My ex and I are splitting custody of my son this summer. We live so far from one another that I am spending my summer on the Garden State Parkway.

I used to love driving. I was a road warrior, a travel mug and ear-splitting music my shield and javelin. I could drive forever listening to Lenny Kravitz’s saxophone oozing out of my speakers like slow brown honey. This blistering summer, driving feels like a punishment for me AND the highway. My tires pummel miles of desiccated asphalt relentlessly.

Another brutally hot summer, my eighth, I was sent away to Camp Rainbow, a broken mirror of a place with a cheery subterfuge of a name. It was a camp for troubled children.

Was I troubled? What troubled me was having my waterfall of cascading red curls shorn into an ugly pixie cut. My mother saved the ponytail for years. Eventually my hair grew back, but in a tumbleweed of  unruly curls that jutted out from my head in a frizzy pyramid. The only remnant I had of those silky red waves was encased in a thick plastic bag.

Without the velvet cushioned rabbit hole of opiates, I have no interest in anything. Destroy the dopamine neurons in rats and they’ll starve to death, even with food right in front of them.

I can’t write. The only thing I want to write about is this, and I don’t want to write about it. Peel back the layers to find what? One doesn’t don’t peel layers of onion expecting to find gold. There is only more onion.

Eventually my oldest brother extricated me from that group home. In the year I spent there, I learned that trust is not a thing and abuse masquerades as love. True enough, I was rescued, but my story was of imprisonment, not rescue.

After that, I carried around a blistering orange sandstorm of rage that my small body could barely contain.

I know why the rescue dog bites.

Sea salt, tomato sauce, protein powder, brown sugar – I reorganize the pantry and think about pills. Later, he’ll ask “where’s the protein powder?” and I won’t remember. It was in the doing, not the thing itself. This is a kitchen meditation performed so I won’t vacuum my car and search for pills.

He’s a good man. But I watch him through eyes that belong to this new person, this woman who goes to sleep at 8 pm because being awake hurts.

He is sturdy, both in mind and body. He is earthy and rooted; the perfect yin to my dreamer yang, he of the melting guitar solos and rustic house by the bay and this would be an idyllic summer if only I could feel it.

I can’t feel my life.

There are pictures to prove it exists; at least fifty the day of my son’s 8th grade graduation. What is left now? How can he be a character in my story, now that he’s telling his own? What else can I give him aside from a deeply dysfunctional childhood?

I only hope it will make you funny, and compassionate. ‘Adversity builds character,’ I say, but what else is left to say when the house is gone?

There are amends to be made, mostly to me. I’ve squandered myself feeling excessively and numbing it to survive. This great Empty is not the selective numbing of drugs. Opiates barricade against pain while simultaneously allowing angels from heaven to kiss your brain.

This is nothingness. This is flat line.

The latest narrative of trendy personal transformation is that we are the masters of our own destiny. What first world arrogance it is, to claim that we alone are responsible for our own stories! New age frivolity has tricked us into believing that we are the average of people we spend time with. As if the nuances of spirit, essence, energy and inclinations are mathematical things.

□ □ □ □ □

■ **EXERCISE DIRECTIONS**: Copy the summer essay's passage from "Without the velvet" to "rescue dog bites." word for word.

■ **RAW DATA**:

□ □ □ □ □

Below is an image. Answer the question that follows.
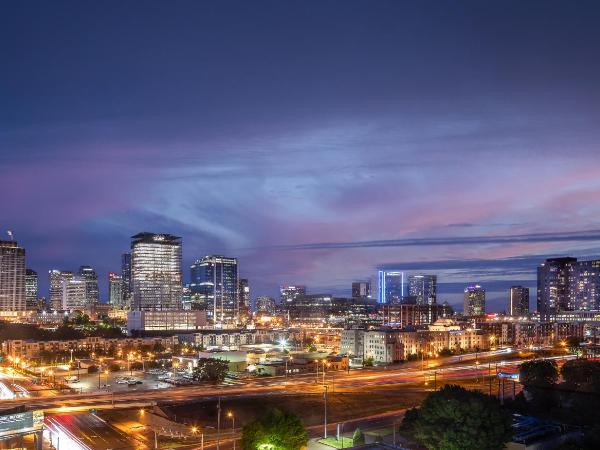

□ □ □ □ □

■ **ANSWER BOX**:
Without the velvet cushioned rabbit hole of opiates, I have no interest in anything. Destroy the dopamine neurons in rats and they’ll starve to death, even with food right in front of them.

I can’t write. The only thing I want to write about is this, and I don’t want to write about it. Peel back the layers to find what? One doesn’t don’t peel layers of onion expecting to find gold. There is only more onion.

Eventually my oldest brother extricated me from that group home. In the year I spent there, I learned that trust is not a thing and abuse masquerades as love. True enough, I was rescued, but my story was of imprisonment, not rescue.

After that, I carried around a blistering orange sandstorm of rage that my small body could barely contain.

I know why the rescue dog bites.